Task item :: Would you please set down the data again exactly as given, excluding the pictures?

Task inputs ::

========================

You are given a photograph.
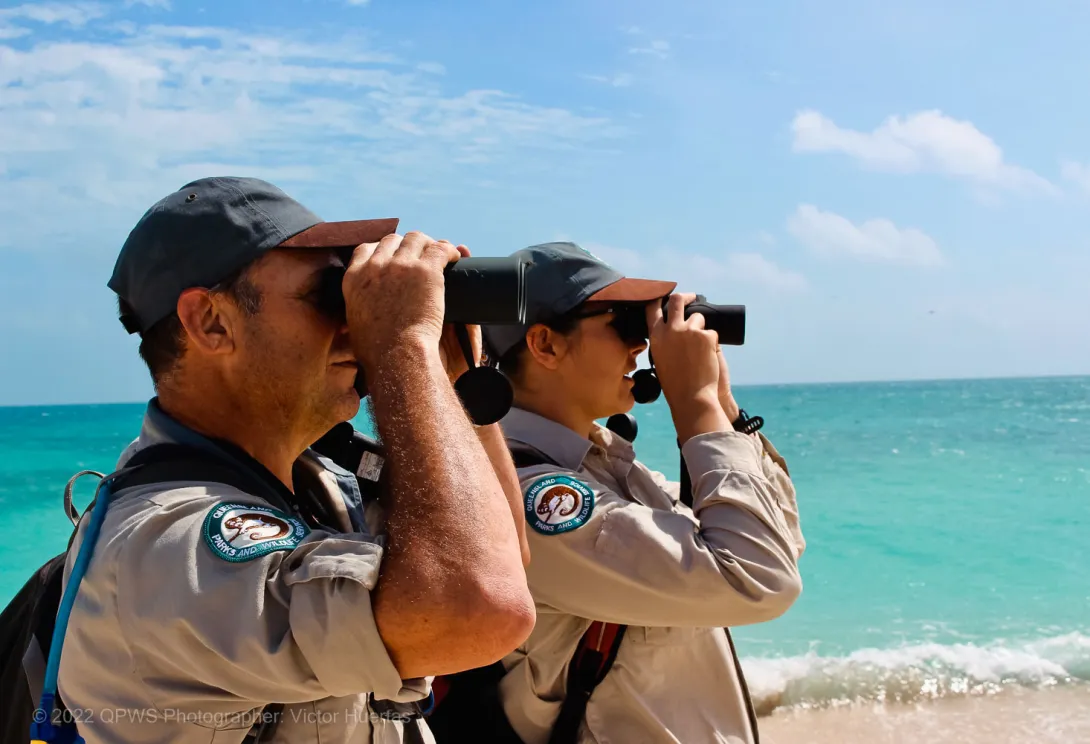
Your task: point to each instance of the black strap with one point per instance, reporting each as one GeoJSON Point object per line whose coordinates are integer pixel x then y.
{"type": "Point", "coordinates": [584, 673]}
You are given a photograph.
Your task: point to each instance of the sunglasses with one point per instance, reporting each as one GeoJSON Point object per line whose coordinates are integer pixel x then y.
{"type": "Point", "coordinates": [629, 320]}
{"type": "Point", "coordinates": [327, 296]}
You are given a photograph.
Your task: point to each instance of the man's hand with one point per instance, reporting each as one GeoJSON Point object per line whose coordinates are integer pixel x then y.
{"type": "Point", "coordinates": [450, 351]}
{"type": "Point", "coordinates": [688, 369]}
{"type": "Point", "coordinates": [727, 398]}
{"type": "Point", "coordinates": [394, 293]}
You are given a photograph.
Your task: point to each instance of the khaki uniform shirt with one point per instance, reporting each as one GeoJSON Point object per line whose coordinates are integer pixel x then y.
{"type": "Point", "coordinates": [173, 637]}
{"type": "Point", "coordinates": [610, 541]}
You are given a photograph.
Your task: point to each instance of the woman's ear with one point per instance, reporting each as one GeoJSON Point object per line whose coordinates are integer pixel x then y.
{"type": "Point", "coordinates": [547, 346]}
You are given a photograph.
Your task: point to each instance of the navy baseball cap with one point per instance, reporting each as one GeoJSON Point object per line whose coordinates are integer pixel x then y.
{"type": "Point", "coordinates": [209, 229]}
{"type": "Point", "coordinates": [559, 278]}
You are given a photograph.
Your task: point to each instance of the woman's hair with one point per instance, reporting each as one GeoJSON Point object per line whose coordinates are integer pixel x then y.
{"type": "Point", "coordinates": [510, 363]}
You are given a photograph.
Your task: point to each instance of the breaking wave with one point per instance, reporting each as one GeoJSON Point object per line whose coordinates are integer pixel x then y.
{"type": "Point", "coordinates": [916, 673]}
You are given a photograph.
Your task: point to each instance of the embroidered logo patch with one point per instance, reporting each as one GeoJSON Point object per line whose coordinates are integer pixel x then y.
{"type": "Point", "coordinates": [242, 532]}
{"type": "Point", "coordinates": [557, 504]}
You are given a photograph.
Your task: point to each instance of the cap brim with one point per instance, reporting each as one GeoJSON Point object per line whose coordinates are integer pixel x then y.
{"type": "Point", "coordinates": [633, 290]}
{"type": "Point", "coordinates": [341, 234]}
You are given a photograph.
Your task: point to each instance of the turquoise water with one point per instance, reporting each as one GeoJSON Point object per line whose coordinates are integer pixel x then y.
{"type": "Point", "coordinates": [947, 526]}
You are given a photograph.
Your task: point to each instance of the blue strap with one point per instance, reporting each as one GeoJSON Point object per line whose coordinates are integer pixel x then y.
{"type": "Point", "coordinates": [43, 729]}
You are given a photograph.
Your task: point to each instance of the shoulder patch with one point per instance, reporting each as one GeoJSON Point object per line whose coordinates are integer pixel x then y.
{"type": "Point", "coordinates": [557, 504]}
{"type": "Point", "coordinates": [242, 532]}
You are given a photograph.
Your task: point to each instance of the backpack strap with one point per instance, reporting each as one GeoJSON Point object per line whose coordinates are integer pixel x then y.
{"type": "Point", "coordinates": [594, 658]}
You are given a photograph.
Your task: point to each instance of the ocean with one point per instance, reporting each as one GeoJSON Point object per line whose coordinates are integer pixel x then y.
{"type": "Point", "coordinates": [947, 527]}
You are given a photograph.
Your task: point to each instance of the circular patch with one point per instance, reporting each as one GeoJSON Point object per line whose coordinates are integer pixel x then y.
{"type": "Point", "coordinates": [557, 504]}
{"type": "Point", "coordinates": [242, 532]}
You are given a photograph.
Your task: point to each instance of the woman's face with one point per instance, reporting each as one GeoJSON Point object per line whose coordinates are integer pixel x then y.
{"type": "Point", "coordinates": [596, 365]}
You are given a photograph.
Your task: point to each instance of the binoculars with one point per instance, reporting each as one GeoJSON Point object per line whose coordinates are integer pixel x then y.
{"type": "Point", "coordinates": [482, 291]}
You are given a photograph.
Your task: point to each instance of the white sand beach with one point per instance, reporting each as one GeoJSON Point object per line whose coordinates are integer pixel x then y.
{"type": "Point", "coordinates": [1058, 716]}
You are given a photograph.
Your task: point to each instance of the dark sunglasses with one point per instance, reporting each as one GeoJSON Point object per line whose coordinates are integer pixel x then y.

========================

Answer below ::
You are given a photograph.
Your task: point to each instance of the black strap with one point per instance, reporting each as one GeoJSON Point object per line whose coordinates are integer pixel x then y.
{"type": "Point", "coordinates": [584, 673]}
You are given a photograph.
Your task: point to each instance of the sunglasses with one point per instance, reporting each as one GeoJSON Point object per line whose coordinates are integer pixel x then y.
{"type": "Point", "coordinates": [629, 320]}
{"type": "Point", "coordinates": [327, 296]}
You are given a photograph.
Your task: point to each instance of the man's hand with one point per instance, reporting each as one GeoJSON Point object per line whose coordinates are integer pixel x then y.
{"type": "Point", "coordinates": [450, 351]}
{"type": "Point", "coordinates": [688, 369]}
{"type": "Point", "coordinates": [727, 398]}
{"type": "Point", "coordinates": [394, 293]}
You are given a photograph.
Your task: point to each instance of the khaki uniform shirt with one point per instance, reporting each as one GeoJSON Point object per line whose coordinates are integer pixel x then y.
{"type": "Point", "coordinates": [173, 637]}
{"type": "Point", "coordinates": [610, 541]}
You are given a photograph.
Your task: point to each instance of the woman's ear with one point per instance, reporting each as one GeoJSON Point object per line whose coordinates are integer pixel x then y.
{"type": "Point", "coordinates": [547, 346]}
You are given a photograph.
Your task: point to each instance of the navy baseball cap with one point per instance, reporting each as one GeoJSON Point object per line whose coordinates are integer pixel x then y.
{"type": "Point", "coordinates": [209, 229]}
{"type": "Point", "coordinates": [559, 278]}
You are given a photograph.
Your task: point to each instance of the woman's hair with one point per instance, reporting each as one GeoJSON Point object per line whose coordinates are integer pixel x then y.
{"type": "Point", "coordinates": [510, 363]}
You are given a photograph.
Your task: point to each instance of the breaking wave with one point per instance, reporting each as one GeoJSON Point object per line whose coordinates are integer pixel x then y.
{"type": "Point", "coordinates": [916, 673]}
You are given a photograph.
Your task: point to each instance of the embroidered logo patch with one point per instance, reporting each as one GeoJSON Point object per line whose coordinates are integer pixel x then y.
{"type": "Point", "coordinates": [242, 532]}
{"type": "Point", "coordinates": [557, 504]}
You are given a photograph.
Your task: point to each instance of the cap brim with one point per instance, reporting each as one GeoJSON Point object per line whose coordinates are integer pixel x then y.
{"type": "Point", "coordinates": [633, 290]}
{"type": "Point", "coordinates": [341, 234]}
You are given a photograph.
Your task: point to each instance of the turquoise water with one point per instance, reporting each as one GeoJSON Point object per line whose coordinates are integer pixel x then y.
{"type": "Point", "coordinates": [947, 526]}
You are given a photograph.
Your task: point to each instance of the blue strap with one point per instance, reporting each as one GeoJSON Point object per line whose coordinates are integer pixel x then y.
{"type": "Point", "coordinates": [43, 729]}
You are given a photograph.
Your task: point to each instance of the shoulder patch with one point per instance, reporting each as one GeoJSON Point object per line whose coordinates are integer pixel x then y.
{"type": "Point", "coordinates": [557, 504]}
{"type": "Point", "coordinates": [242, 532]}
You are given a photograph.
Your task: point to each instance of the backpack strap with one point per instance, reporting each as one GeoJSON Point object per line whose coordinates are integer pixel x then y.
{"type": "Point", "coordinates": [594, 658]}
You are given a photograph.
Your task: point to each instance of the ocean with one point per instance, reporting each as one GeoJSON Point object per line whose coordinates are integer pixel x then y.
{"type": "Point", "coordinates": [947, 527]}
You are given a photograph.
Your task: point to each instance of the circular patch with one point per instance, reporting each as one GeoJSON Point object per line whose coordinates are integer pixel x then y.
{"type": "Point", "coordinates": [557, 504]}
{"type": "Point", "coordinates": [242, 532]}
You are given a photograph.
Your task: point to each instance of the woman's face with one point per instance, reporting each as one GeoJSON Point object per line whose coordinates are integer pixel x then y.
{"type": "Point", "coordinates": [596, 365]}
You are given a photograph.
Your task: point to each instance of the binoculars with one point per instance, reporting each as one GeoJSON Point object per line whose coordinates are integer pixel x then y.
{"type": "Point", "coordinates": [482, 291]}
You are given a photograph.
Your task: point to each instance of the white sand beach with one point per instance, reporting each as one GeoJSON Point object per line whose coordinates are integer pixel x then y.
{"type": "Point", "coordinates": [1058, 716]}
You are given a photograph.
Your task: point to each instance of the dark sunglasses with one point per instance, reporting each as one GeoJSON Point object per line whose coordinates are integer pixel x then y.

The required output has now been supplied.